*** Begin section ***
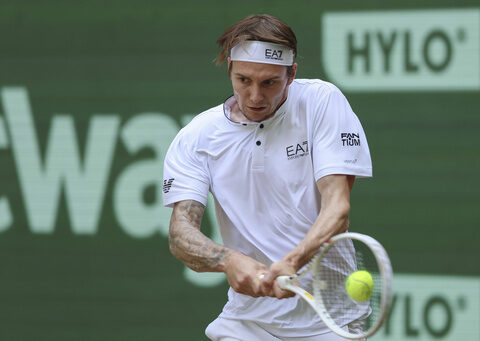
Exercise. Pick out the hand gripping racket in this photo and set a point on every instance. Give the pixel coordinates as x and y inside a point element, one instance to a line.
<point>335,261</point>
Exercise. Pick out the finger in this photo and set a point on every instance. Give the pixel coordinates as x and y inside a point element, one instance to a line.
<point>281,293</point>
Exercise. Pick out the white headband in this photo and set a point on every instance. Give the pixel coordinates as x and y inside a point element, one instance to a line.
<point>262,52</point>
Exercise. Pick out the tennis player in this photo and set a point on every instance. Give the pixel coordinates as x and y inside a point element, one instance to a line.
<point>280,157</point>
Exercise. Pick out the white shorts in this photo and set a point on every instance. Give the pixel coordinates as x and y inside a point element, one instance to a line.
<point>223,329</point>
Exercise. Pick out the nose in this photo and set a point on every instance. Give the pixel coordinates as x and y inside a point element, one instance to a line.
<point>256,96</point>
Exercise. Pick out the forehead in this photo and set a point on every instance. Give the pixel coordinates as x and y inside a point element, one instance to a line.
<point>258,70</point>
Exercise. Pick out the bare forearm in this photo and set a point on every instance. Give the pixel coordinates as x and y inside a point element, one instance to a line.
<point>189,244</point>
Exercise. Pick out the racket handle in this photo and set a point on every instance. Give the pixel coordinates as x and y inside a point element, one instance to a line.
<point>284,281</point>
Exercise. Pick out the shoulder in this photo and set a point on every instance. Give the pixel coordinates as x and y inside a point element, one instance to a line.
<point>201,124</point>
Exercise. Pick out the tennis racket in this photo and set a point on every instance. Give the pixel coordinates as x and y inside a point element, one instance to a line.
<point>330,268</point>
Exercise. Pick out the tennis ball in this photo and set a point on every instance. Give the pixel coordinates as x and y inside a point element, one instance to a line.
<point>359,285</point>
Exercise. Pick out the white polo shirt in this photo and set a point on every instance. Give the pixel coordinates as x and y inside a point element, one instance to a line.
<point>263,179</point>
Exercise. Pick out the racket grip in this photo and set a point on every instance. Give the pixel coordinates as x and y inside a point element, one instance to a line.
<point>284,281</point>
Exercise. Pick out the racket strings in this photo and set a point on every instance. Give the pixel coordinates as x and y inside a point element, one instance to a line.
<point>342,259</point>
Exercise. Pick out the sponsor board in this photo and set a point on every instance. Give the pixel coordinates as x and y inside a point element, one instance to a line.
<point>433,308</point>
<point>403,50</point>
<point>82,179</point>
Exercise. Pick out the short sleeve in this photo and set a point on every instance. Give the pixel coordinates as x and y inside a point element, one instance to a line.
<point>185,175</point>
<point>339,142</point>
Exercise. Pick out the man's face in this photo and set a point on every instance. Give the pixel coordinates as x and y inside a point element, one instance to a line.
<point>259,88</point>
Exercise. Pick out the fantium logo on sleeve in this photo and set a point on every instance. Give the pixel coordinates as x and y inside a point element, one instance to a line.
<point>297,150</point>
<point>167,184</point>
<point>350,139</point>
<point>273,54</point>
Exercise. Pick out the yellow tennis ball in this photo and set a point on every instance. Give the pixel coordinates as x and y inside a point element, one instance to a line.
<point>359,285</point>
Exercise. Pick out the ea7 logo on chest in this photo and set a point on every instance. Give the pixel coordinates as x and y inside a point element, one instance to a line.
<point>298,150</point>
<point>350,139</point>
<point>273,54</point>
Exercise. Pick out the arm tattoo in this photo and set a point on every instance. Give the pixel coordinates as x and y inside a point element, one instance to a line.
<point>189,244</point>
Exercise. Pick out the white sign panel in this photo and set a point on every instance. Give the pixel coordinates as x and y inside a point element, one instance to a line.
<point>403,50</point>
<point>433,308</point>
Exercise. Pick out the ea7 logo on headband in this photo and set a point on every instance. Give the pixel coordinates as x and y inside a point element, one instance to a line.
<point>273,54</point>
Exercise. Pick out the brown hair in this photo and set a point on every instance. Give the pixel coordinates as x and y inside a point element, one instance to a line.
<point>263,27</point>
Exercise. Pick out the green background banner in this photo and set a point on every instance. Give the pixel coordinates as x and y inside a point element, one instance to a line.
<point>92,93</point>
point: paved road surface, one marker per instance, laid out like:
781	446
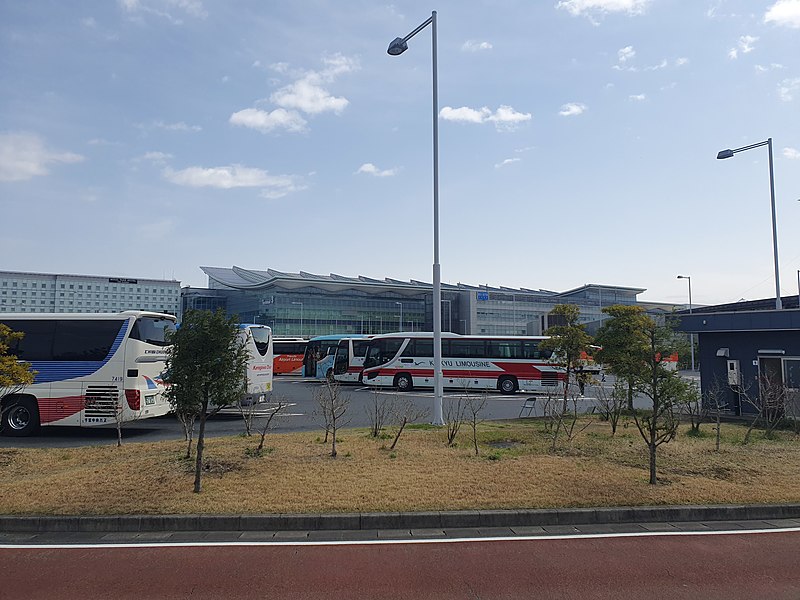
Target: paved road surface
708	567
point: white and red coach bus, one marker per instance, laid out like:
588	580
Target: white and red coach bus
91	369
504	363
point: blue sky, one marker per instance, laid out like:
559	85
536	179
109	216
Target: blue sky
578	141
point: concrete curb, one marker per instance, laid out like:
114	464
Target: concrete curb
415	520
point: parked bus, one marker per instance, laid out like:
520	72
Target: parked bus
507	364
258	341
288	355
320	352
348	361
91	369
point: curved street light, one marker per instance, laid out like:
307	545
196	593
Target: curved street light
397	47
728	153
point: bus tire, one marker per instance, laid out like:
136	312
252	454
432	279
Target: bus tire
403	382
508	385
20	416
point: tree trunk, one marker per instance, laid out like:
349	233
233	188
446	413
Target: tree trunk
198	467
653	479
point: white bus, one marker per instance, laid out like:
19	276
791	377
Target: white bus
91	369
348	361
257	339
504	363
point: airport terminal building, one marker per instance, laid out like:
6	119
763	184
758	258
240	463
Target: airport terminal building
306	304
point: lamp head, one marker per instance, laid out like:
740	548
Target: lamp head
397	47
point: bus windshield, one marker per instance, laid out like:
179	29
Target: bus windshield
153	330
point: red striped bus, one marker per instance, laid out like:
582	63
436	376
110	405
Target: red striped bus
288	355
504	363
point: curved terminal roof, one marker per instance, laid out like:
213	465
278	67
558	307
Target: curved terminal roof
239	278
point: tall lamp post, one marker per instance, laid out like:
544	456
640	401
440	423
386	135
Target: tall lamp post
397	47
301	317
691	335
729	154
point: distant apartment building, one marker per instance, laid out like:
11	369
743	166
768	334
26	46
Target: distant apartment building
22	292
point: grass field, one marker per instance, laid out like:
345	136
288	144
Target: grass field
514	469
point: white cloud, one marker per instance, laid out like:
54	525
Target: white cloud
371	169
157	157
745	45
572	109
787	89
784	12
508	161
474	46
264	121
626	53
589	8
505	118
24	156
180	126
307	94
234	176
166	9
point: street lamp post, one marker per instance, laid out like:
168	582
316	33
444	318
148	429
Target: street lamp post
729	154
397	47
301	317
691	335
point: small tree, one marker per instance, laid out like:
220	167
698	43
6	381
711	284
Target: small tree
612	403
206	370
378	410
475	406
14	375
623	342
567	340
404	411
664	387
333	405
453	413
278	407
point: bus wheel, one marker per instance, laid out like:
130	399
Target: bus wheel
403	382
20	417
507	385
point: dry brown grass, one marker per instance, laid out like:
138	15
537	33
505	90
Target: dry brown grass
297	475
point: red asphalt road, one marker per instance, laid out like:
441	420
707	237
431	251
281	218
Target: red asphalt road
694	567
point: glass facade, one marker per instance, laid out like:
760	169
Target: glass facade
307	305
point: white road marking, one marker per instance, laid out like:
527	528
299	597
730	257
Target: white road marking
520	538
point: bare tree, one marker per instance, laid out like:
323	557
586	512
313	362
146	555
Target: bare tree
378	410
187	419
769	405
454	410
694	409
277	406
474	407
715	402
611	405
333	405
404	411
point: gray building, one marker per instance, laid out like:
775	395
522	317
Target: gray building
307	304
22	292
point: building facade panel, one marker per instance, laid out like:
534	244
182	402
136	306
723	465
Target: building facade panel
22	292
*** End section ***
### YOUR TASK
Print each line above exactly as it appears, excluding all images.

### RESPONSE TO THIS EXERCISE
Exercise. Pick out the hand gripping racket in this photo and set a point on every instance. Give the pixel coordinates as x and y inside a point element, one instance to a line.
<point>335,261</point>
Exercise. Pick out the finger in this photo and set a point on every instance. Give the pixel coordinates as x and y inside a point element, one instance to a line.
<point>281,293</point>
Exercise. Pick out the white headband in this photo and set a point on every instance. Give the pixel coordinates as x and y inside a point element, one instance to a line.
<point>262,52</point>
Exercise. Pick out the tennis player in this photo and set a point on every instance. Give the pixel coordinates as x and y inside a point element, one instance to a line.
<point>280,157</point>
Exercise. Pick out the white shorts in this photo and set a point on every instance. Give the pixel coordinates as x and y inside a point element, one instance to a line.
<point>223,329</point>
Exercise. Pick out the nose in this photo and set a point on every instance. Give the pixel coordinates as x and y inside a point element, one instance to a line.
<point>256,96</point>
Exercise. Pick out the forehead in this photo and set a point on every instance. Give the pixel coordinates as x and y inside a point element, one instance to a line.
<point>258,70</point>
Exercise. Pick out the bare forearm in this photo and set a point on every instance. Give the pixel coordinates as x and y inside a point element, one instance to a line.
<point>189,244</point>
Exercise. Pick out the racket handle in this photo and set a point on every instance. Give the pixel coordinates as x and y inside a point element, one instance to a line.
<point>284,281</point>
Exercise. Pick out the shoulder in this photo and set a point on every instance. Give the pixel coordinates as x and y inside a point element, one instance to a line.
<point>201,124</point>
Exercise. Pick out the tennis racket in this photo and set a point on every instance. Give the pixel coordinates as x and y inside a point element, one instance to a line.
<point>330,268</point>
Exercise. Pick out the tennis ball in this photo and set a point on every instance. Give the pixel coordinates as x and y inside a point element, one instance to a line.
<point>359,285</point>
Exercise. Pick out the white polo shirt in this photo and set a point on every instance. Give the pixel coordinates as x and y inside a point element, one instance to a line.
<point>263,179</point>
Exercise. Pick out the racket grip in this photo and set a point on every instance. Give the pixel coordinates as x and y inside a point element, one instance to a line.
<point>284,281</point>
Exercise. Pick out the racket strings in this photo and set a point on every instance. Give the pixel coordinates as x and y inside a point element, one instance to a line.
<point>342,259</point>
Exercise. Pick out the sponsor board in this photo and set a point on every instance. Give the pixel coordinates as x and y inside a point element, one instance to a line.
<point>433,308</point>
<point>403,50</point>
<point>82,179</point>
Exercise. Pick out the short sleeve in this photo and set a point on every instance. Give the pixel coordinates as x and y inside a point element, one instance to a line.
<point>185,175</point>
<point>339,142</point>
Exercise. Pick out the man's face in this photo and set a point on every instance. Give the pixel coordinates as x and y inside a point element, one instance to a line.
<point>259,88</point>
Exercise. Pick out the fantium logo on sleeve in this photo and set a point on every instance. Give the pixel coordinates as x and y inside a point element, one instance to a line.
<point>297,150</point>
<point>167,184</point>
<point>350,139</point>
<point>273,54</point>
Exercise. Pick out the yellow tennis ball in this photo and set a point on every instance. Give the pixel coordinates as x and y inside a point element, one instance to a line.
<point>359,285</point>
Exercise. Pick out the ea7 logo on chest in this photo and set a point on every instance. Give the pixel coordinates as x and y inside a point element, one instance to a line.
<point>298,150</point>
<point>350,139</point>
<point>273,54</point>
Exercise. Pick out the arm tattoo in this photo and set a point on every instance. Give the pixel coordinates as x and y inside a point element, one instance to a line.
<point>189,244</point>
Exercise. Pick out the white sign panel in this photo and set a point on every instance. Give the pixel coordinates as x and y inside a point element, one instance to a line.
<point>403,50</point>
<point>433,308</point>
Exercise. Pick out the ea7 logo on headband in this photo and set a point on every instance. Give the pixel coordinates as x and y inside a point element, one instance to a line.
<point>273,54</point>
Exercise. Pick out the brown hair in this photo and set a point on every instance. Give the pixel coordinates as x and y inside a point element, one instance to a line.
<point>263,27</point>
Exercise. Pick out the green background banner in this photo and set a point on every instance. Give the pixel coordinates as x and y inside a point element, one instance to a line.
<point>92,93</point>
point: paved road surface, one marker per instance, laid out like:
781	446
Target: paved road surface
708	567
point: white and red coach bus, one marker per instance, laid out like:
588	580
Target: white and red coach bus
91	369
504	363
point: blue sky, one marker per instance, laid out like:
559	85
536	179
109	216
Target: blue sky
578	141
point: concrete curb, one marker per instance, laid out like:
114	464
Target: concrete curb
415	520
point: parked bus, one marker per instance, laid out like:
520	72
Target: parked bus
507	364
258	341
288	355
320	352
348	361
91	369
point: curved street light, one marker per instance, laid out like:
307	545
196	593
Target: curved street light
397	47
728	153
point: bus tire, one marker per instance, laid out like:
136	312
252	454
432	279
Target: bus tire
403	382
508	385
20	416
point: tree trunk, one marker per instance, laid out like:
349	233
233	188
446	413
Target: tree trunk
198	467
653	479
point: white bus, one marker per instance, laid out like:
19	276
791	377
Target: white bus
91	369
348	361
257	339
504	363
point: airport terminal building, one marker per instance, laid out like:
6	119
763	184
758	258
240	463
Target: airport terminal building
306	304
point: lamp head, one marker per instance, laid out like:
740	548
Target: lamp head
397	47
point: bus windshield, one marker per instance, laid out like:
179	29
Target: bus windshield
153	330
point: red striped bus, one marker per instance, laid out like:
582	63
436	376
110	405
Target: red striped bus
288	355
504	363
point: curved terminal roof, one marker per instance, laid out like:
213	465
278	67
558	307
Target: curved terminal roof
239	278
point: tall lamp post, one marker per instance, laid out like:
544	456
640	401
440	423
386	135
Target: tall lamp post
397	47
301	317
691	335
729	154
point: distant apartment building, one marker per instance, laid out like:
11	369
743	166
768	334
26	46
Target: distant apartment building
22	292
point: grass field, one marker per instance, laid out like:
345	136
288	144
Target: grass field
514	469
point: white cloud, one marker per instance, laid out like:
54	525
Target: white cloud
371	169
157	157
745	45
572	109
787	89
784	12
508	161
474	46
264	121
626	53
589	8
505	118
24	156
180	126
307	94
234	176
166	9
point: street lamp post, one marker per instance, laid out like:
168	582
316	33
444	318
148	429
Target: street lamp post
729	154
397	47
301	317
691	335
point: small tree, one marker per instance, laid out like:
220	167
698	43
6	381
711	284
Target: small tree
612	403
206	370
378	410
475	406
14	375
623	342
567	340
404	411
664	387
333	405
453	413
278	407
point: bus wheel, one marker per instance, laid out like:
130	399
Target: bus wheel
403	382
20	417
507	385
point: dry brown grass, one marker per instance, laid out like:
138	15
537	33
505	90
Target: dry brown grass
297	475
point: red asphalt road, one marker per instance, laid out like:
441	420
707	237
431	251
281	218
Target: red asphalt road
694	567
point: glass facade, one marker per instance, laid out like:
760	169
Target: glass facade
307	305
point: white road marking, one marker per instance, laid out like:
527	528
299	597
730	257
Target: white road marking
520	538
point: bare tree, one marker per instance, laid out like:
323	557
586	512
313	362
146	555
Target: bare tree
378	410
187	419
769	405
454	410
694	409
277	406
474	407
715	402
611	405
333	405
404	411
point: gray building, one marker per instance, laid out like:
775	395
522	317
Target: gray building
307	304
22	292
point: building facade panel, one marker per instance, laid out like:
534	244
182	402
136	306
723	465
Target: building facade panel
22	292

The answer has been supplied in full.